### Selected extract
•••
A Feminist's Arduous Task
Getting Paid to Scrutinize Naked Women Was the Last Resort of a Desperate Man
By Libby Copeland Washington Post Staff Writer

It is a little tough to feel bad for Leif Ueland.

"I really got tired of writing about sex," he says mournfully.

When Ueland decided to write "Accidental Playboy," about the six-month bus trip he took in 1998, documenting Playboy's search for the Playmate of the Millennium -- during which he was dragged to strip joints, obliged to photograph topless women and forced (well, maybe not forced) to sleep with two tryouts -- his publisher wanted to use the subtitle "Living the Ultimate Male Fantasy."

"I just wanted to shoot myself," says Ueland, descendant of feminists, recovering sexual neurotic, gay-seeming straight and all-around Sensitive Male. He made a counteroffer: "Caught in the Ultimate Male Fantasy." That, he felt, more accurately captured the angst of his journey.

Ueland, a struggling writer, was living in Los Angeles and working on a novel when he was offered a job writing daily dispatches for Playboy.com about the Playmate tryouts. The great-grandson of a suffragette, Ueland worried that the Playboy job would turn him into a "pig." But he accepted the offer, eager for cash and adventure and egged on by his shrink.
•••
### Recorded information

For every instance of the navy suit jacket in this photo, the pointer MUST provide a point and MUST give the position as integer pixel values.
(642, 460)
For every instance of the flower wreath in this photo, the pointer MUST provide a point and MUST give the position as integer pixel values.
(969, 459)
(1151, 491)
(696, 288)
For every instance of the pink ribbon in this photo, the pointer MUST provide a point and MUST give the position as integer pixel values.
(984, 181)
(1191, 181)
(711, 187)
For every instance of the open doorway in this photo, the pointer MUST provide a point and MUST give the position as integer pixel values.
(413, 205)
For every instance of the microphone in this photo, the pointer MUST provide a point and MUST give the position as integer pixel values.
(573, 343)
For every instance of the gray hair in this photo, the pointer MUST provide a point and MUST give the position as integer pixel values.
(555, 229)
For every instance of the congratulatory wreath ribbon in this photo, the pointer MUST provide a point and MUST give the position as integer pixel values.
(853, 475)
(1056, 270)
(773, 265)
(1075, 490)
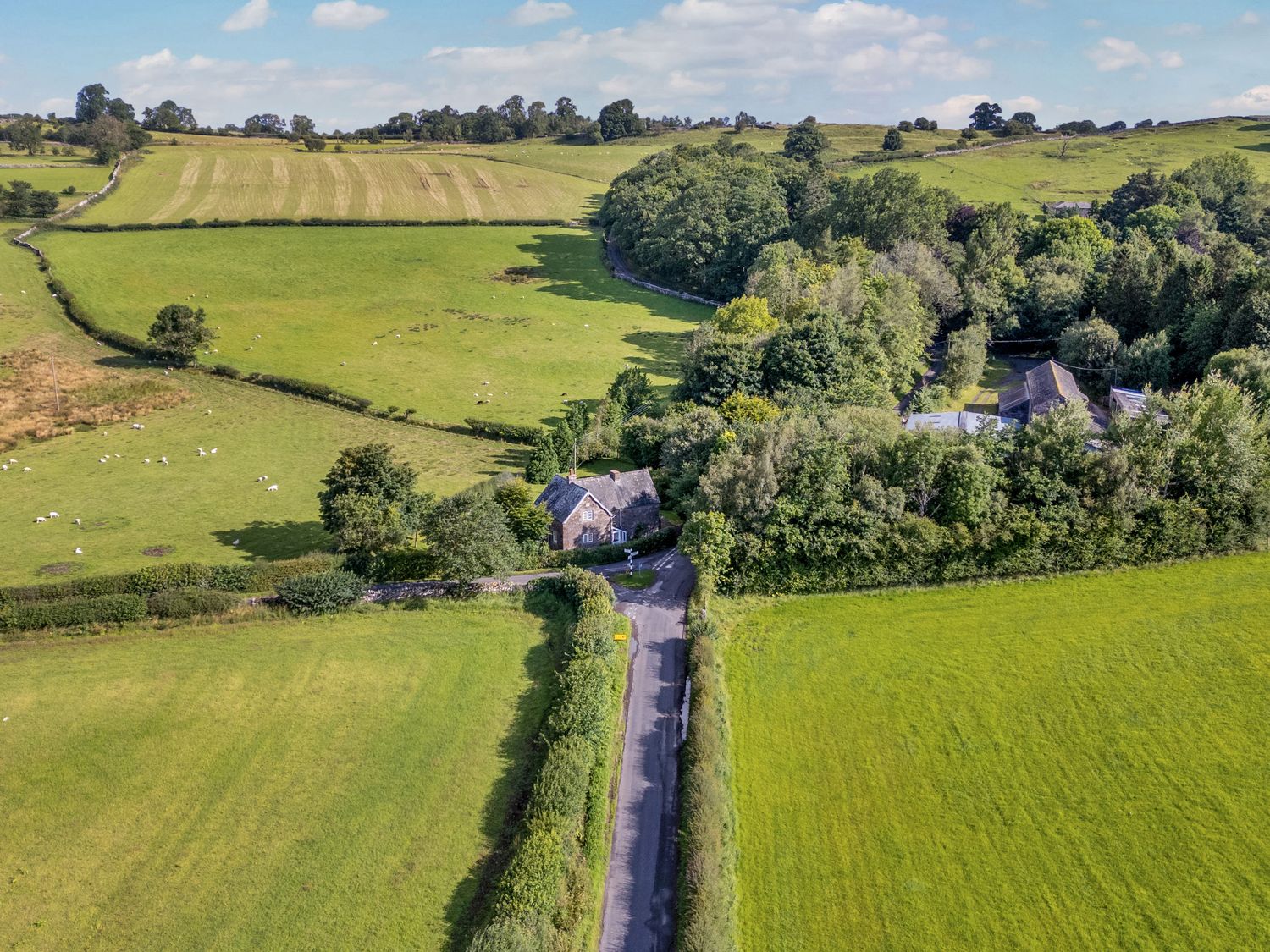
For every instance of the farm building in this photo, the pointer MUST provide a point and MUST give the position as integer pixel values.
(1043, 388)
(964, 421)
(1132, 403)
(597, 510)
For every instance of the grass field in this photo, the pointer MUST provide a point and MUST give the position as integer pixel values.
(249, 180)
(193, 509)
(269, 784)
(417, 317)
(1033, 173)
(1072, 763)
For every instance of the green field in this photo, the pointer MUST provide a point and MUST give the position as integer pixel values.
(289, 784)
(1072, 763)
(416, 317)
(251, 180)
(197, 505)
(1031, 173)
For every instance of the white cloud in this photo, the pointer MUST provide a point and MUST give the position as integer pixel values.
(1251, 101)
(347, 14)
(251, 15)
(1112, 53)
(954, 112)
(531, 13)
(693, 51)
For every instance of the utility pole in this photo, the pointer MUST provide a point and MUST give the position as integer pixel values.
(58, 395)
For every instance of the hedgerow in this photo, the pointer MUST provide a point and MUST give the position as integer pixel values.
(546, 896)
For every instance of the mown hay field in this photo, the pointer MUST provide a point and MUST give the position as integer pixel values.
(1071, 763)
(498, 322)
(1031, 173)
(240, 182)
(187, 510)
(330, 784)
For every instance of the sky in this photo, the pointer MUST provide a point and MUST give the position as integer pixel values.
(348, 63)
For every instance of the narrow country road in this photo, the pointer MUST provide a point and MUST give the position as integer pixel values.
(643, 871)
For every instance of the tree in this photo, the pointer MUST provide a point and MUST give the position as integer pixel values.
(805, 141)
(109, 140)
(25, 134)
(179, 333)
(746, 316)
(469, 537)
(706, 541)
(965, 357)
(91, 104)
(1090, 344)
(986, 117)
(1025, 119)
(619, 119)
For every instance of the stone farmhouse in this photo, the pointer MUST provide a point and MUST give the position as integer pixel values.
(601, 510)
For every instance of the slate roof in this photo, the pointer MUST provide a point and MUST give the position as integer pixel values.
(1044, 388)
(563, 497)
(965, 421)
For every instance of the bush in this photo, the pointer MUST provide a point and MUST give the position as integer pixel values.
(185, 603)
(322, 592)
(75, 612)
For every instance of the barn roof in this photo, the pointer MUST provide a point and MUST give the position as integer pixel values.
(614, 493)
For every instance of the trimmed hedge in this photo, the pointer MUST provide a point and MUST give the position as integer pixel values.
(241, 576)
(185, 603)
(708, 847)
(74, 614)
(508, 432)
(605, 555)
(320, 593)
(546, 896)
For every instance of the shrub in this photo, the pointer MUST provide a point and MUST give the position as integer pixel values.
(74, 612)
(185, 603)
(320, 593)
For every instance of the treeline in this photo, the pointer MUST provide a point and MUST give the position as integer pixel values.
(782, 432)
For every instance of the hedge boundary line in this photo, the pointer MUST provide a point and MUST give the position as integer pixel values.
(708, 817)
(549, 894)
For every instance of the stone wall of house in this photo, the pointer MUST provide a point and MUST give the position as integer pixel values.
(574, 528)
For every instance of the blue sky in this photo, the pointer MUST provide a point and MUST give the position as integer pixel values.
(348, 63)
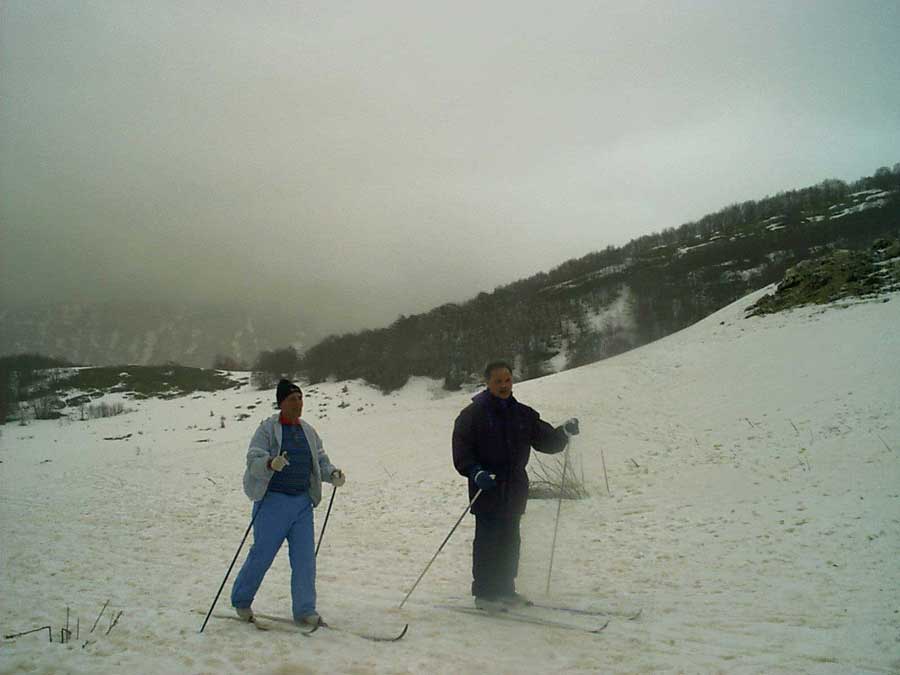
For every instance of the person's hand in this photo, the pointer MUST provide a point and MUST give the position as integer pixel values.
(279, 462)
(484, 480)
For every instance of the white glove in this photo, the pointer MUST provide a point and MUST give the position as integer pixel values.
(279, 462)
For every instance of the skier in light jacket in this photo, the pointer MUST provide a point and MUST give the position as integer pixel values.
(286, 464)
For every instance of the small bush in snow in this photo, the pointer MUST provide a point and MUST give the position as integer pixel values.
(105, 410)
(547, 480)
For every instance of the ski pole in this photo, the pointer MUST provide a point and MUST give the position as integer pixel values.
(233, 560)
(562, 485)
(605, 477)
(446, 539)
(325, 522)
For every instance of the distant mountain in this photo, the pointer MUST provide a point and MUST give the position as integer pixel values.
(142, 333)
(620, 298)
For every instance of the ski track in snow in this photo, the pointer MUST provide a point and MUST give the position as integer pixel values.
(754, 517)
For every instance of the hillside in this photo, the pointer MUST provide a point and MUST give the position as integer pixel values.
(586, 309)
(608, 302)
(753, 471)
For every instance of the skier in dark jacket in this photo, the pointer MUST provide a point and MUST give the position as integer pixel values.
(492, 441)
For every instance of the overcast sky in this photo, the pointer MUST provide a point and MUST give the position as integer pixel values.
(366, 159)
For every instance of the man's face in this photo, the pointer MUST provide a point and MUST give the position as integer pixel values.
(292, 406)
(500, 383)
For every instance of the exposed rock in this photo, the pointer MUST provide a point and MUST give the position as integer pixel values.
(840, 274)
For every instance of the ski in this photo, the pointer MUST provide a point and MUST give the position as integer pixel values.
(628, 615)
(263, 624)
(520, 617)
(364, 636)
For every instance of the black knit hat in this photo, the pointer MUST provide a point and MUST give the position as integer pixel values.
(285, 389)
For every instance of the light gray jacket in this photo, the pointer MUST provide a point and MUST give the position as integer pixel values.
(266, 443)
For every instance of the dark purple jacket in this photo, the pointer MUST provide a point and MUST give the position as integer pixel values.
(499, 436)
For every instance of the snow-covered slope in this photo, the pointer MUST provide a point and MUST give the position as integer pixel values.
(754, 517)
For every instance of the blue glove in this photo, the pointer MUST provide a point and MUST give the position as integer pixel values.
(483, 479)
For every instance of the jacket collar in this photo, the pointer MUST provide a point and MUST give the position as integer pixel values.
(487, 399)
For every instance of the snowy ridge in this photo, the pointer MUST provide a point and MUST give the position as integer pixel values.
(753, 465)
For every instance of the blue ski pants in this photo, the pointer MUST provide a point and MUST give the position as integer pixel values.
(278, 517)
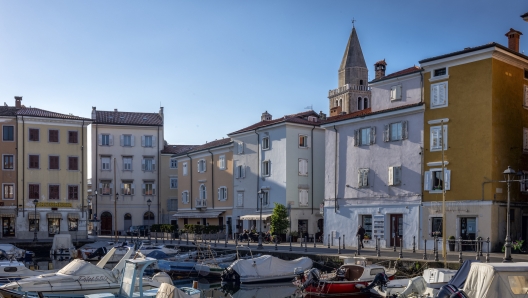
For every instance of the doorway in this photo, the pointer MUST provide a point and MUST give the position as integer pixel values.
(396, 223)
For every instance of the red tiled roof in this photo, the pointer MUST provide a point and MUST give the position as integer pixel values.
(128, 118)
(34, 112)
(400, 73)
(177, 149)
(300, 118)
(367, 112)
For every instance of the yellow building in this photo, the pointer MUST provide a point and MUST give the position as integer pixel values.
(477, 108)
(205, 184)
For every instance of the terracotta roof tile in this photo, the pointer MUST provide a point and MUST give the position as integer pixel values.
(400, 73)
(128, 118)
(34, 112)
(300, 118)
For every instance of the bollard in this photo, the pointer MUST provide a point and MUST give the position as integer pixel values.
(425, 249)
(401, 248)
(487, 253)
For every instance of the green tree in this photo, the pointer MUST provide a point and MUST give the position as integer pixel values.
(279, 219)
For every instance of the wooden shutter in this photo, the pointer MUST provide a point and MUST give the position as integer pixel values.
(405, 130)
(428, 180)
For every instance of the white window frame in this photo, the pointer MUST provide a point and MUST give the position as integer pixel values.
(222, 193)
(395, 175)
(434, 132)
(440, 92)
(173, 182)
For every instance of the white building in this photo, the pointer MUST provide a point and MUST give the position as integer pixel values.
(284, 159)
(125, 160)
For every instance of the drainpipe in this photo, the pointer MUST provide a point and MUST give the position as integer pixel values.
(212, 175)
(335, 174)
(190, 171)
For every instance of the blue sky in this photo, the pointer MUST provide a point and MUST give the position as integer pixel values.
(215, 66)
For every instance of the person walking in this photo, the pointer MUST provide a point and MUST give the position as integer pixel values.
(361, 235)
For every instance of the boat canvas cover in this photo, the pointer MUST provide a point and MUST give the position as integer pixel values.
(497, 280)
(269, 266)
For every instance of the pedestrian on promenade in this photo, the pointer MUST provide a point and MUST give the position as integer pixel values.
(361, 234)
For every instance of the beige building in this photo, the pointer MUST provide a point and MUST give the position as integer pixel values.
(205, 184)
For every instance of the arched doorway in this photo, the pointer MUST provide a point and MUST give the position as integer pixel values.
(106, 223)
(128, 221)
(148, 218)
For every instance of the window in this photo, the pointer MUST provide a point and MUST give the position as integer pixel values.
(440, 72)
(266, 168)
(365, 136)
(174, 183)
(395, 92)
(433, 181)
(436, 226)
(73, 137)
(127, 140)
(73, 163)
(147, 141)
(127, 188)
(149, 188)
(106, 140)
(222, 162)
(222, 193)
(303, 141)
(201, 166)
(106, 187)
(73, 224)
(34, 134)
(185, 197)
(8, 192)
(9, 162)
(240, 171)
(127, 163)
(105, 163)
(265, 143)
(53, 191)
(34, 191)
(73, 192)
(203, 192)
(34, 162)
(363, 177)
(173, 163)
(395, 175)
(303, 197)
(8, 133)
(172, 205)
(53, 136)
(439, 95)
(148, 164)
(436, 138)
(303, 167)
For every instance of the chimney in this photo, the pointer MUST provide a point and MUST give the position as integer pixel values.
(380, 68)
(265, 116)
(514, 37)
(18, 102)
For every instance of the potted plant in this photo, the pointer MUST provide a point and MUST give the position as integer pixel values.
(451, 243)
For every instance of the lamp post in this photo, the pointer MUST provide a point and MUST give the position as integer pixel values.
(35, 201)
(508, 175)
(260, 194)
(149, 201)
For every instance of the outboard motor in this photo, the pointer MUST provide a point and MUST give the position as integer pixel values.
(380, 280)
(446, 291)
(312, 278)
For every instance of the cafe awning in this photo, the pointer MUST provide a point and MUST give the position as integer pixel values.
(255, 216)
(210, 214)
(54, 215)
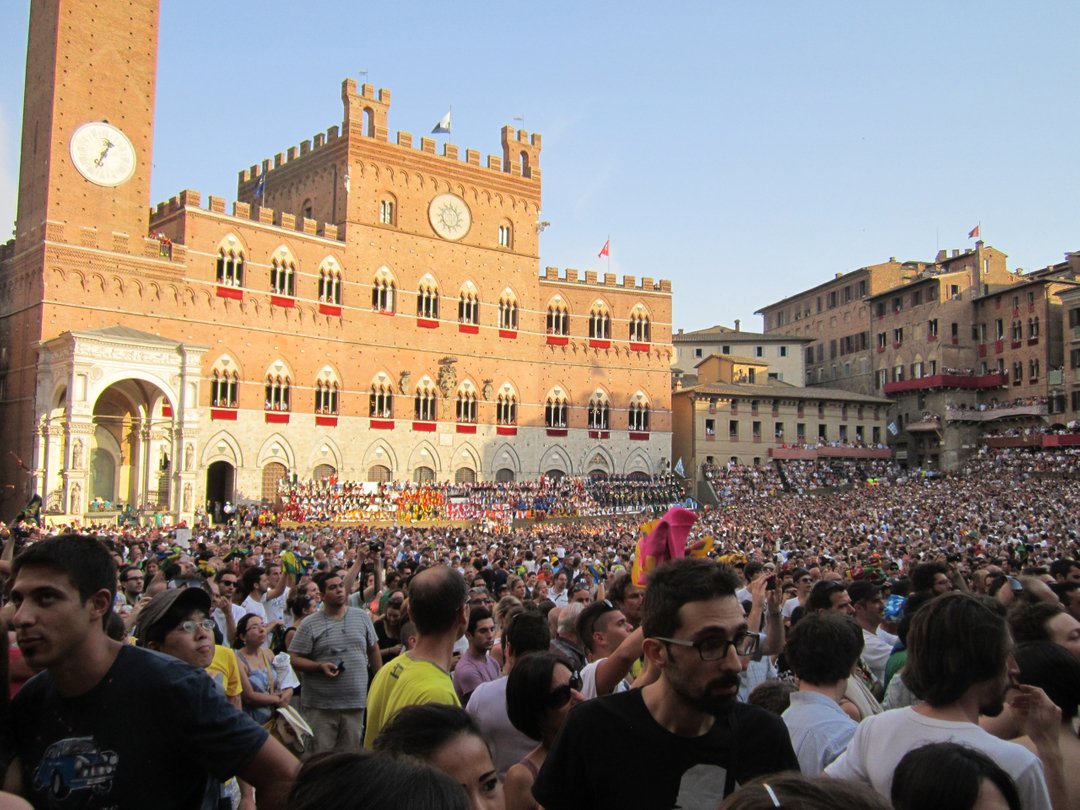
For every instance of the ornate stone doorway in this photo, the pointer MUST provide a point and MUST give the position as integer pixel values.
(118, 423)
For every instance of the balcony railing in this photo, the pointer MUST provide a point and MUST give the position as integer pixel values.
(999, 412)
(947, 380)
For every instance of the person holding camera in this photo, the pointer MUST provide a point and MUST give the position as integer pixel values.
(333, 650)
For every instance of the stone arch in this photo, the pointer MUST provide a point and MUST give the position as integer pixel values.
(379, 453)
(505, 457)
(556, 458)
(424, 454)
(221, 446)
(140, 375)
(597, 458)
(332, 457)
(637, 461)
(283, 455)
(466, 456)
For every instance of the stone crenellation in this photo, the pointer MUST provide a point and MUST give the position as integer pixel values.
(365, 117)
(606, 280)
(258, 214)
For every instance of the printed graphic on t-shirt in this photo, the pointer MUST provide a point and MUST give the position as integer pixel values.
(73, 765)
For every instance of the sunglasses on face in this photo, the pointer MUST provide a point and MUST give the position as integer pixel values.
(561, 694)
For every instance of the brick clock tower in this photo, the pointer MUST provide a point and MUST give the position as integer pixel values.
(88, 120)
(83, 201)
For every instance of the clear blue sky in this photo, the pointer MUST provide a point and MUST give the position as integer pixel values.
(744, 150)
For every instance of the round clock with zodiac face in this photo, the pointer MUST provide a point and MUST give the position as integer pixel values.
(103, 153)
(449, 216)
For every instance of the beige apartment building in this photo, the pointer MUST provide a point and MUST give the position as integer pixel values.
(725, 418)
(782, 353)
(834, 316)
(369, 307)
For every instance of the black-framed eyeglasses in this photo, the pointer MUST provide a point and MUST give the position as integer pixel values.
(561, 694)
(714, 648)
(194, 626)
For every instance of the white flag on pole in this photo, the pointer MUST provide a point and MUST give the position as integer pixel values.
(443, 125)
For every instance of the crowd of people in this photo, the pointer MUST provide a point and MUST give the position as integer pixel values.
(499, 503)
(863, 621)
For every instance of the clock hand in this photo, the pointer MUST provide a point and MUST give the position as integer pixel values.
(105, 151)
•••
### Work instructions
1. Please answer these from the article about Leif Ueland:
(a) In what year did he take the six-month bus trip?
(b) What subtitle did he propose as a counteroffer?
(c) In what city was he living when he was offered the Playboy job?
2. Write the next passage of the article about Leif Ueland's Playboy bus trip, picking up after its final paragraph.

### Answers for the tasks
1.
(a) 1998
(b) "Caught in the Ultimate Male Fantasy."
(c) Los Angeles

2.
Once on the bus, he met his subjects: small-town girls and strippers, young mothers and even grandmothers, with gorgeous faces and worn-out faces, dream bodies and botched boob jobs. He saw the leers of one of the other Playboy staffers, watched the way a set of muscly hustlers tried to latch onto the bus to score dates, and felt "guilt by association," "embarrassed to be a man."

Last week, Wisconsin resident Ueland, 37, was in town visiting friends during a break from promoting his new book, and -- in homage to his time scoping out talent at bikini contests and restaurants where the true entree is the wait staff -- we took him to a Hooters in Fairfax.

Here are the women: in push-up bras with cleavage-baring shirts and orange "shorts" that look like bathing suit bottoms, nicely complemented by rust-colored stockings that could pass for support hose.

And here come the men: in suits, in hooded sweat shirts, in pairs and in packs, with fox-stealing-chicken smiles. They perch on stools in this good-time place; greasy fingers and sticky eyes.

In the presence of this well-choreographed mating dance, Ueland can only voice "the disconnect I feel from men. I look around, the men in here -- it just boggles me. I have no idea what they're doing here."

He eats a chicken sandwich.

"There's two things going on," he says, to sum up the surroundings. "There's the objectification and then there's also just the sheer tackiness."

This is the Sensitive Male's burden.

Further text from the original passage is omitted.